>>>
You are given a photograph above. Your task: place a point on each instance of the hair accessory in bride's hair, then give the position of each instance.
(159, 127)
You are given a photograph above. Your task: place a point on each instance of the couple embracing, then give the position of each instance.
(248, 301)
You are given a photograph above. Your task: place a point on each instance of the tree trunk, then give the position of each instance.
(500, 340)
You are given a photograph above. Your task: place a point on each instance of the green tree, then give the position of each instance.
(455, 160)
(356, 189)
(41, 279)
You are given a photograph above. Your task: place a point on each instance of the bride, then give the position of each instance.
<<<
*Do this*: What needs duplicating is the run of lines from the one containing "embracing, then give the position of each instance." through the last line of the entries above, exact and complete.

*Correct response*:
You are given a photograph above. Your task: place a point on each instance of the couple embracing, then give the position of each instance.
(248, 301)
You are given a photograph above. Your task: place a point on each instance of the tree trunk, then give the position of each instance.
(500, 340)
You are given a photograph above. Your task: place a point on each instance of the green tree, then give the position of each instance.
(455, 160)
(356, 189)
(41, 279)
You are given a photograph above. Your task: place a point on each instance of the bride, then give the position of each instance.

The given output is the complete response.